Out there in National League land, where the Orrells and Wakefields and Coventrys and Worcesters and Exeters and Plymouths are attempting to develop their sporting businesses, they believe the playing field of professional union to be about as level as the south col of Everest. "One up, one down?" scoffed a long-serving Twickenham committee man from the West Country after the blocking of Rotherham's promotion bid by the board of England Rugby Ltd. "It is more a case of 'us up, you down' in my view. We are now only a tiny step away from a ring-fenced Premiership."
Which is precisely what Rob Andrew, the director of rugby at Newcastle, proposed in the spring of 2000 in his RFU-commissioned blueprint for the future of the game, and what bold strategic thinkers such as Mark Evans of Harlequins argue for to this day. Hundreds, probably thousands, of club loyalists from Tyneside to Cornwall see the failure of Rotherham's application as another brick in the Premiership wall – perhaps the most important brick, given that this one has been cemented in place with the full backing of the RFU hierarchy, including that arch-traditionalist of a chairman, Graeme Cattermole.
But ring-fencing is not on the oval-ball agenda – not yet, at least. The most significant statements at Twickenham on Thursday came from Francis Baron, the chief executive of ERL and the RFU, and Peter Wheeler, the chief executive of Leicester and one of the ERL board members who decided that Rotherham were not Premiership material. Taken together, their words guaranteed a free passage of sorts between the Premiership and National League One until the end of the 2008-09 season.
At the end of next season, ERL will review the promotion-relegation issue, and it is highly likely that the board will scrap one up, one down in favour of a play-off system. "Those are the parameters within which we are operating," Wheeler confirmed. "We either stick with automatic promotion, or we go down the play-off road. We will not even consider anything beyond that, because while some of the most successful sporting competitions in the world are ring-fenced – look at America – our culture and tradition is very different." Baron then confirmed that the decision taken in the summer of 2003 will remain in place until the current agreement between the union and the élite clubs expires in 2009.
A play-off between the bottom Premiership club and the National League champions loads the dice in favour of the former: as the top-flight teams professionalise themselves to an ever greater degree with the help of central funding worth £1.8m a season, the rest are left scrummaging against the dead weight of sporting inequality. Even if a National League side bought Twickenham from the RFU and met all the entry criteria twice over – and there are 54 separate clauses in the relevant document, covering everything from limited liability status to the provision of toilet paper – they would have to produce the performance of a lifetime, probably over two legs, to gain admittance.

-.-.-

◆ SHORT PROBLEM ◆
Extend the article on promotion and relegation between the rugby union Premiership and National League One, picking up after its final sentence.

◆ SOURCE EXCERPT ◆
-.-.-

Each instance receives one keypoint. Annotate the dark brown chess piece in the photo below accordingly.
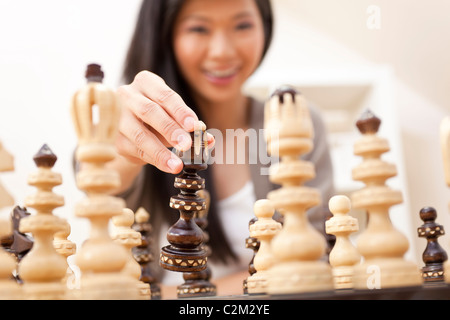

-.-.-

◆ ANSWER ◆
Yet there is hope for the great unwashed, albeit distant hope. Some senior figures believe that by 2009, the Premiership will be a 16-team tournament, split into conferences – a system that would establish the end-of-season play-offs as an essential part of the whole, rather than an ugly carbuncle on the backside of the campaign, as it is now. They believe Orrell, driven forward by untold millions from the pocket of the Wigan rugby league owner Dave Whelan, will come up to scratch, and they expect Exeter or Plymouth to establish a much-needed stronghold in the far south-west. They anticipate progress in the Midlands too – Worcester and Coventry have designs on a seat at the top table.
"This is a business, and we want to grow the business," said Wheeler. "Despite what people think, we want more Premiership-standard clubs to emerge. The more the merrier, basically. Anything more than a 12-team league would necessitate us going to conferences – the physical nature of rugby means there is a very definite limit to the number of fixtures you can fulfil – but if we ever had 18 or 20 teams of top-flight calibre in this country, it would say a hell of a lot about the strength of our game.
"Next year's National League One will be more competitive than it was this year, as will the Premiership. This says to me that a growing number of teams outside the élite are genuinely serious about seeking Premiership status, that they are attracting the necessary backing and putting in place the right infrastructure in order to progress. When people look closely at our approach to the Rotherham issue, I don't think they will accuse of cynicism. We followed a very clear process and made our decision for the right reasons."
Rotherham's supporters, not to mention tirelessly committed employees like the chief executive Jim Kilfoyle and the player-coach Mike Schmid, are unlikely to accept Wheeler's words at face value, but there is no doubt that the Yorkshire club's promotion bid was hopelessly incompetent, bordering on the spurious. Football, the game of the people, would not have countenanced such an application; neither would cricket, or rugby league, or any other professional team sport. Had Worcester, owners of an excellent facility at Sixways, finished the season as National League champions, Wheeler and company would have struggled to dispute their credentials. Rotherham, by contrast, were a pushover.
The 2002-03 Premiership will be a stronger, more attractive competition for Rotherham's absence – an unpalatable fact, but a fact none the less. Yet their candidacy, however flawed, served a purpose. Bath, Harlequins and Saracens now know what it is to fear for their professional futures, and will sharpen up their acts accordingly. If there is any complacency among the élite in next season's tournament, it will not be found at the Recreation Ground, the Stoop Memorial Ground or Vicarage Road.